Exercise goal:
Take the line that contains "Phrase: baby's finger" in the data below and each line after it, through the last, and repeat them unchanged.
───── Data
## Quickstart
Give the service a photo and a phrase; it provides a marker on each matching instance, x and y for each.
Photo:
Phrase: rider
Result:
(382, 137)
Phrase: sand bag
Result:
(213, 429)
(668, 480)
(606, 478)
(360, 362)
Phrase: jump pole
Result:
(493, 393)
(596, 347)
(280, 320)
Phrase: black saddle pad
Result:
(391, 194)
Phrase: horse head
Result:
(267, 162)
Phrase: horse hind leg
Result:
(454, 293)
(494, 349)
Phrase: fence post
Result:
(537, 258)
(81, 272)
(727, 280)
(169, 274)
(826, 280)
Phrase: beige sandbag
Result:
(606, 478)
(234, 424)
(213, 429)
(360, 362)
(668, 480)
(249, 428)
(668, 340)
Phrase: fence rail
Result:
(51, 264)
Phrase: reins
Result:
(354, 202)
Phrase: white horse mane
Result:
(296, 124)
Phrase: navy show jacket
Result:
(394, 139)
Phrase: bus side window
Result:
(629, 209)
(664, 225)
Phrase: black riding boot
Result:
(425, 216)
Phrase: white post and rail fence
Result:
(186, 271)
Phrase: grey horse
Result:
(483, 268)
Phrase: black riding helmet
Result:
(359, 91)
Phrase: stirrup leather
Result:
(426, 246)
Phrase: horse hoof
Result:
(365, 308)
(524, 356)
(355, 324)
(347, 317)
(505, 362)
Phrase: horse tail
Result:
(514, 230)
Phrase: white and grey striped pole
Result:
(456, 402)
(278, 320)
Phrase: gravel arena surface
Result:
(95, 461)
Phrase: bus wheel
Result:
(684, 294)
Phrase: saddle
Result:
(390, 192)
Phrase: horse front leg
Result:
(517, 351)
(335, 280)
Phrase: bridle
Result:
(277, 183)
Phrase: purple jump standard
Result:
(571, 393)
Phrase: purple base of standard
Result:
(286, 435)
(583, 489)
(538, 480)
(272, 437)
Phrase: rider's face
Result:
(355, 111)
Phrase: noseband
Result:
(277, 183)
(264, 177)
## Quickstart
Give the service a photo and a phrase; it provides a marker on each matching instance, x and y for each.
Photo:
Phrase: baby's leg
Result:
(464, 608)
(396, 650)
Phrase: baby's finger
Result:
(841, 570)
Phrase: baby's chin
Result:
──────────
Solved exercise:
Phrase: baby's finger
Result:
(841, 570)
Phrase: baby's chin
Result:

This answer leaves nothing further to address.